Print nothing but the lines below starting at the line that holds "Target: table surface" and ending at the line that holds "wrap over cup.", including both, each exactly as written.

(Stored items)

BEGIN

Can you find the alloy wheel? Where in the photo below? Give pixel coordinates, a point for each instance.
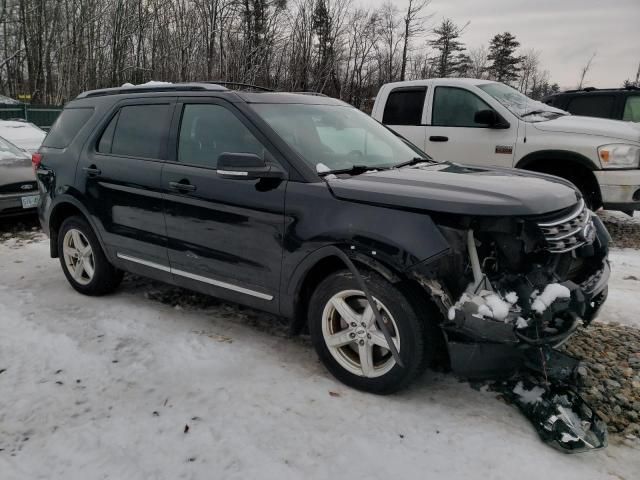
(354, 340)
(78, 256)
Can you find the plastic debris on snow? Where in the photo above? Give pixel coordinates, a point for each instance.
(552, 292)
(528, 396)
(487, 304)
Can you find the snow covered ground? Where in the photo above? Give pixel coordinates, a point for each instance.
(105, 387)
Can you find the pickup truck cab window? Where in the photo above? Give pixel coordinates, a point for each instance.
(632, 109)
(592, 105)
(456, 107)
(404, 106)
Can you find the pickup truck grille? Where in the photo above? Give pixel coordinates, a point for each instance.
(570, 231)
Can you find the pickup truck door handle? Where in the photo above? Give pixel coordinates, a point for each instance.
(92, 171)
(182, 186)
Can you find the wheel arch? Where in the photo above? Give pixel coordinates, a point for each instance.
(569, 165)
(322, 263)
(64, 208)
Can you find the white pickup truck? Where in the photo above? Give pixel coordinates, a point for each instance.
(481, 122)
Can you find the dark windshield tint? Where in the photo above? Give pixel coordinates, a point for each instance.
(67, 127)
(404, 107)
(140, 131)
(330, 137)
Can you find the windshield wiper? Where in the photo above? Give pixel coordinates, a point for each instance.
(353, 170)
(535, 112)
(413, 161)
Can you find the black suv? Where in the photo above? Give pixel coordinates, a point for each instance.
(305, 207)
(614, 103)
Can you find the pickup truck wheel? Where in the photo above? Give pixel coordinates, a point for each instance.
(349, 343)
(83, 261)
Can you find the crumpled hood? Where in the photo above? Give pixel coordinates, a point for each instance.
(458, 189)
(615, 129)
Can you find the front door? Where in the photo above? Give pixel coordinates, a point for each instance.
(454, 136)
(224, 235)
(120, 172)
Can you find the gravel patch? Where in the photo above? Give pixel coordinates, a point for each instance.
(624, 230)
(610, 376)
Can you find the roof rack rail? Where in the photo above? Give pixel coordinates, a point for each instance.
(168, 87)
(314, 94)
(239, 84)
(585, 89)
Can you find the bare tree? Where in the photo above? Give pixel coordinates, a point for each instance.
(414, 25)
(479, 62)
(585, 70)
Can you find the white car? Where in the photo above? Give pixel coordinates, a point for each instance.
(486, 123)
(24, 135)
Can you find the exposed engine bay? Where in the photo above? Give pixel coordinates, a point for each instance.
(516, 289)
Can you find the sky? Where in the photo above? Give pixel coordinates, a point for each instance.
(565, 32)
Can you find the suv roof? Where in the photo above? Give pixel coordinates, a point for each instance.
(257, 95)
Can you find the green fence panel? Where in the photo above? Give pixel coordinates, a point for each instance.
(41, 115)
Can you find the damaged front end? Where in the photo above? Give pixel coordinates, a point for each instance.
(511, 291)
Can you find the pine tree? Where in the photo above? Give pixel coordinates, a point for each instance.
(505, 65)
(450, 60)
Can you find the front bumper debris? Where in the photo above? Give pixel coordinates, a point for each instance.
(560, 416)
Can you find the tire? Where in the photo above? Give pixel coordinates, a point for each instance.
(78, 246)
(326, 323)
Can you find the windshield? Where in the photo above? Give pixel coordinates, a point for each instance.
(9, 150)
(333, 137)
(521, 105)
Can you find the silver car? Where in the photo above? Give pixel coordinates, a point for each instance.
(18, 189)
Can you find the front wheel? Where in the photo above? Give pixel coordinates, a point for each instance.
(350, 344)
(83, 261)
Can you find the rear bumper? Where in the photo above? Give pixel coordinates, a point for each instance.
(11, 205)
(620, 189)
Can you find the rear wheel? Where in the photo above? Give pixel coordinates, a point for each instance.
(83, 261)
(350, 344)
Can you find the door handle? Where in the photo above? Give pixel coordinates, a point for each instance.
(92, 171)
(182, 186)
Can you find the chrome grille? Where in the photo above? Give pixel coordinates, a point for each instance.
(570, 231)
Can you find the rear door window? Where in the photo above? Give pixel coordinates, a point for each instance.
(592, 105)
(632, 109)
(67, 126)
(208, 130)
(136, 131)
(404, 107)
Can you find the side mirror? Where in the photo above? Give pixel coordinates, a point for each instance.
(490, 118)
(246, 166)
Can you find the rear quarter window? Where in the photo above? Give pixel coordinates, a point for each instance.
(67, 126)
(404, 106)
(592, 105)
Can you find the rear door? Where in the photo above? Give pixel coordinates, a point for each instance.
(404, 113)
(225, 235)
(453, 135)
(120, 175)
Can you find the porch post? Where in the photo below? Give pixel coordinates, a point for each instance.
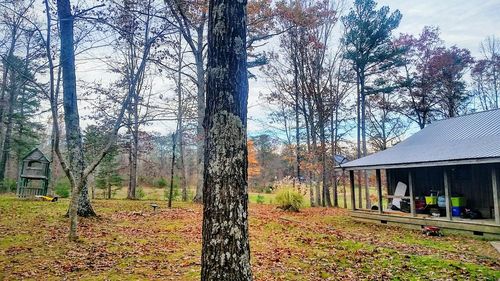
(412, 198)
(496, 194)
(447, 194)
(353, 196)
(379, 190)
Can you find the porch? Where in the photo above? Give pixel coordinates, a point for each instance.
(484, 227)
(478, 183)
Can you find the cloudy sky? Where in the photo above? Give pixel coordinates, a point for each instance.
(464, 23)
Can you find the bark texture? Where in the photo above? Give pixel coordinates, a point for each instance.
(226, 251)
(79, 205)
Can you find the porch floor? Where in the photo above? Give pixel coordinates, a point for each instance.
(477, 227)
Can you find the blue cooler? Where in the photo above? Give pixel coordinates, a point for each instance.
(441, 201)
(456, 211)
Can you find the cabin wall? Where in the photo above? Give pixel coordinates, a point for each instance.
(471, 181)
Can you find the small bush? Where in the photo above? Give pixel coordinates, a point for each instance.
(289, 199)
(176, 190)
(161, 183)
(139, 193)
(62, 188)
(8, 185)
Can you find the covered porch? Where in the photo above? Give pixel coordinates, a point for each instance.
(477, 183)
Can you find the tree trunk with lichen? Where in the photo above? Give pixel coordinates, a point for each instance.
(226, 250)
(79, 204)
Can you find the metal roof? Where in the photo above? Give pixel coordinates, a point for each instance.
(473, 138)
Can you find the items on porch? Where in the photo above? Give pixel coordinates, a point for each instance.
(398, 196)
(432, 231)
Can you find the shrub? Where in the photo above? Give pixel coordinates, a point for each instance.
(176, 193)
(161, 183)
(62, 188)
(289, 199)
(139, 193)
(8, 185)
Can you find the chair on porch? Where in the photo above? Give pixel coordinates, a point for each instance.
(399, 194)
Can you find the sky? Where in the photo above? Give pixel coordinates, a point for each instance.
(464, 23)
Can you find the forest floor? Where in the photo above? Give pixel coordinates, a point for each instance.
(131, 242)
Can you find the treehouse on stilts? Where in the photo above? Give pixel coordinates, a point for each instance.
(34, 175)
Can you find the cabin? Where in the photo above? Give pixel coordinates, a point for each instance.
(33, 175)
(446, 175)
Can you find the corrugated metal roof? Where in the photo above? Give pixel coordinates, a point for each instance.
(464, 138)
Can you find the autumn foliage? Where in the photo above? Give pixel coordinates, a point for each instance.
(253, 163)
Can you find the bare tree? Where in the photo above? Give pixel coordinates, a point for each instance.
(225, 198)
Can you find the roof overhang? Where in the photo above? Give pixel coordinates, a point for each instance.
(426, 164)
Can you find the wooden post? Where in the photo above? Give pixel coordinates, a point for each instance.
(379, 190)
(353, 199)
(412, 197)
(447, 194)
(496, 194)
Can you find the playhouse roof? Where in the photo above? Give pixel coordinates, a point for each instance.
(468, 139)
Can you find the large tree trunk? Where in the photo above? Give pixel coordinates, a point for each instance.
(200, 133)
(8, 132)
(3, 103)
(180, 113)
(358, 135)
(327, 202)
(363, 137)
(78, 206)
(134, 145)
(226, 250)
(333, 141)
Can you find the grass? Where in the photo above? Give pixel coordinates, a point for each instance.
(130, 241)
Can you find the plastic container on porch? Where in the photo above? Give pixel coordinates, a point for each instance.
(458, 201)
(441, 201)
(456, 211)
(431, 200)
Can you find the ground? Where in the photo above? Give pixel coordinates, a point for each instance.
(130, 241)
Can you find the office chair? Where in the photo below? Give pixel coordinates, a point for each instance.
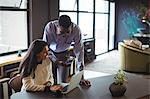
(16, 83)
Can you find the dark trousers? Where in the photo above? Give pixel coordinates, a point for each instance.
(60, 73)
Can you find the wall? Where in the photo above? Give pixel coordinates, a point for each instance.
(41, 12)
(127, 18)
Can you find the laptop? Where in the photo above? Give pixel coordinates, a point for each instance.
(74, 82)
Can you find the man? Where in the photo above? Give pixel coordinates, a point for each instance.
(60, 35)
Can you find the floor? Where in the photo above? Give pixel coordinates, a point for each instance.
(106, 63)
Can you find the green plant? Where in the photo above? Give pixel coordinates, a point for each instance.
(120, 77)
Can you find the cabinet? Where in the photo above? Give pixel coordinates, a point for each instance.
(89, 50)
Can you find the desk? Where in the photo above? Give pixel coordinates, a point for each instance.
(136, 87)
(144, 38)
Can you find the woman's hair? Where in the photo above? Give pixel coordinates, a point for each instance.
(64, 21)
(29, 63)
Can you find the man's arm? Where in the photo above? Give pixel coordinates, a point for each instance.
(79, 49)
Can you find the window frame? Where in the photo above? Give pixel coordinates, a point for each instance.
(6, 8)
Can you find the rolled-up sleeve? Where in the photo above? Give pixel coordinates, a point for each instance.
(48, 37)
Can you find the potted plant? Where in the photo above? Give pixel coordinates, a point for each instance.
(118, 87)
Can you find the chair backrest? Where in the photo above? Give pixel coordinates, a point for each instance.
(16, 83)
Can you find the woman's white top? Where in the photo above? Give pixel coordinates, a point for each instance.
(42, 74)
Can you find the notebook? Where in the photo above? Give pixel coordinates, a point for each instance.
(74, 82)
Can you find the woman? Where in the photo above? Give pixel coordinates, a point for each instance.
(36, 69)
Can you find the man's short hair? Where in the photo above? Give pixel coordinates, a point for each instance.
(64, 21)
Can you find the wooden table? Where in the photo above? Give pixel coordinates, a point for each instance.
(136, 87)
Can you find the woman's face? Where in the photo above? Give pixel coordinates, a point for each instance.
(43, 54)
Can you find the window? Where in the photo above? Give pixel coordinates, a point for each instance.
(13, 26)
(95, 19)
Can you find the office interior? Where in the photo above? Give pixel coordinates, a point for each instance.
(104, 23)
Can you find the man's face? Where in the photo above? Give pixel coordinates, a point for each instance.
(65, 31)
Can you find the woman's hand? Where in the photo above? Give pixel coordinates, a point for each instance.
(48, 83)
(85, 82)
(56, 88)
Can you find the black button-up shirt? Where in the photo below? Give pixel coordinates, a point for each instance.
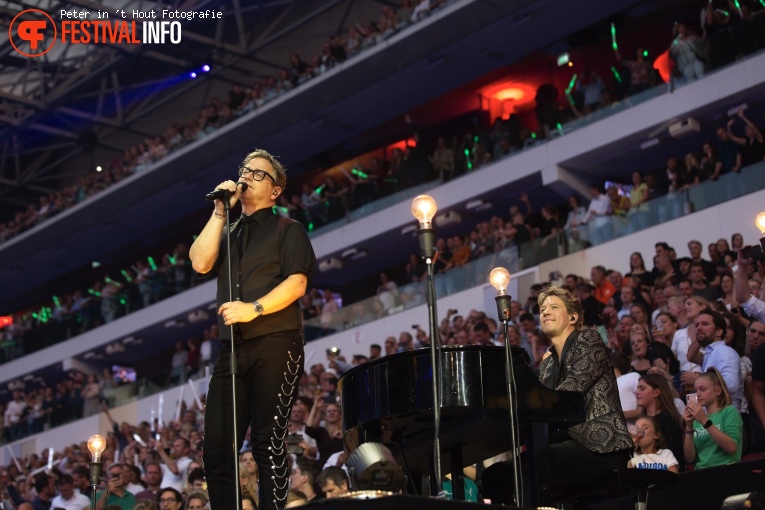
(265, 250)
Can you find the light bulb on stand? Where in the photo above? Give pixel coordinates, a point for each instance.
(96, 445)
(760, 222)
(424, 208)
(500, 279)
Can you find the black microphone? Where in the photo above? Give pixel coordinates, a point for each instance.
(220, 194)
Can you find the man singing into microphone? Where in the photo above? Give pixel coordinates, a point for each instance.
(272, 262)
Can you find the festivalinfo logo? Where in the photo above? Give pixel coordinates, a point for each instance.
(34, 32)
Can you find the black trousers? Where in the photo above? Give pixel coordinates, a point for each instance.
(269, 369)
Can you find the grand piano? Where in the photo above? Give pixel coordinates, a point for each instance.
(390, 401)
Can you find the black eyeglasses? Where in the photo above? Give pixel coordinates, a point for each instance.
(257, 175)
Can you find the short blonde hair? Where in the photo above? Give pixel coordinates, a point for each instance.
(281, 172)
(573, 306)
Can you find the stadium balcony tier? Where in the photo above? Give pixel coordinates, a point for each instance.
(552, 170)
(461, 42)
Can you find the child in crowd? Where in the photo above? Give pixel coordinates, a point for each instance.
(650, 451)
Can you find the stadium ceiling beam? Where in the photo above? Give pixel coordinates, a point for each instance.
(18, 184)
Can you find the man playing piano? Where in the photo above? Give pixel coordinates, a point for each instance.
(578, 361)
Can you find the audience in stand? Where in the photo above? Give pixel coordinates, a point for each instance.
(713, 427)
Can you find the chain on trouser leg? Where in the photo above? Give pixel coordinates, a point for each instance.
(279, 465)
(273, 388)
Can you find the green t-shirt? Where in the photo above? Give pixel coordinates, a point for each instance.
(708, 452)
(471, 490)
(126, 502)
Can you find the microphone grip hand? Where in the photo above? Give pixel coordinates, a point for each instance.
(226, 190)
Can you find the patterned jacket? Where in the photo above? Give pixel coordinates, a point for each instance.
(584, 366)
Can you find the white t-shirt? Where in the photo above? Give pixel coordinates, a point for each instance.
(680, 343)
(169, 479)
(77, 502)
(627, 384)
(663, 460)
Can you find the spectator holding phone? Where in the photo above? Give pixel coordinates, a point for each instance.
(118, 495)
(713, 427)
(329, 437)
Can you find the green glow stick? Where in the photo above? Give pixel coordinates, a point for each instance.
(571, 84)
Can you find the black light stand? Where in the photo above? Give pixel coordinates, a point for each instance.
(427, 237)
(95, 480)
(503, 310)
(233, 365)
(96, 445)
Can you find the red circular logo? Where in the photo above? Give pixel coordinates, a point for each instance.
(30, 29)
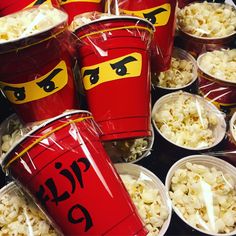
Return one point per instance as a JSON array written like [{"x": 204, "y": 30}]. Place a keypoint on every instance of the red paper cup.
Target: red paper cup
[
  {"x": 162, "y": 15},
  {"x": 220, "y": 92},
  {"x": 76, "y": 7},
  {"x": 36, "y": 72},
  {"x": 10, "y": 6},
  {"x": 63, "y": 165},
  {"x": 114, "y": 62}
]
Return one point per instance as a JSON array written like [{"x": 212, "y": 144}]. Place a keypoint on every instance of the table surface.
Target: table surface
[{"x": 162, "y": 156}]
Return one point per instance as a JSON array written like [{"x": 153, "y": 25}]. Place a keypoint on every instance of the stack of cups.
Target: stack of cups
[{"x": 162, "y": 15}]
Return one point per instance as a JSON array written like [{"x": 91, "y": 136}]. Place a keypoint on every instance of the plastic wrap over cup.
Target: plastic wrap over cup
[
  {"x": 21, "y": 215},
  {"x": 10, "y": 6},
  {"x": 115, "y": 69},
  {"x": 130, "y": 150},
  {"x": 202, "y": 191},
  {"x": 217, "y": 88},
  {"x": 76, "y": 7},
  {"x": 36, "y": 72},
  {"x": 63, "y": 165},
  {"x": 201, "y": 29},
  {"x": 161, "y": 14}
]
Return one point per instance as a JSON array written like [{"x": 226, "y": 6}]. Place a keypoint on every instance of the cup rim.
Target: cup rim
[
  {"x": 209, "y": 104},
  {"x": 149, "y": 148},
  {"x": 159, "y": 185},
  {"x": 195, "y": 76},
  {"x": 8, "y": 187},
  {"x": 27, "y": 135},
  {"x": 115, "y": 17},
  {"x": 223, "y": 165},
  {"x": 200, "y": 57},
  {"x": 63, "y": 20},
  {"x": 145, "y": 153},
  {"x": 231, "y": 124}
]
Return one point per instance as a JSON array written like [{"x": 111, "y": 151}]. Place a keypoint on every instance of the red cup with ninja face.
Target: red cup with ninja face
[
  {"x": 76, "y": 7},
  {"x": 161, "y": 14},
  {"x": 36, "y": 66},
  {"x": 114, "y": 64},
  {"x": 63, "y": 166},
  {"x": 10, "y": 6}
]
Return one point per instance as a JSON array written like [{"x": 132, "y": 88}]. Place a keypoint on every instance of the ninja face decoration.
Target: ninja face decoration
[
  {"x": 124, "y": 67},
  {"x": 41, "y": 87}
]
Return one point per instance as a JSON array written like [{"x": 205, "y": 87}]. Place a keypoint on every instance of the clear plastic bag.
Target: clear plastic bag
[
  {"x": 64, "y": 167},
  {"x": 37, "y": 60}
]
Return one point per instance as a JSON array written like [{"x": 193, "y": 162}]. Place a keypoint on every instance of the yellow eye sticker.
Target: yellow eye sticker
[
  {"x": 62, "y": 2},
  {"x": 39, "y": 88},
  {"x": 158, "y": 16},
  {"x": 127, "y": 66},
  {"x": 38, "y": 2}
]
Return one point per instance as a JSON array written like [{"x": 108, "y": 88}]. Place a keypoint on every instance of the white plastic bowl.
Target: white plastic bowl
[
  {"x": 139, "y": 172},
  {"x": 205, "y": 160}
]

END

FINAL ANSWER:
Target: table surface
[{"x": 162, "y": 156}]
Return one point per instance as a JSON array written like [{"x": 153, "y": 25}]. Place a keypoint on every instance of the stack of cups.
Target: stack of cups
[{"x": 162, "y": 15}]
Return one point per instance as a JSON array written like [{"x": 91, "y": 136}]. Place a keypoint on every instance of the plastic wrap over cup.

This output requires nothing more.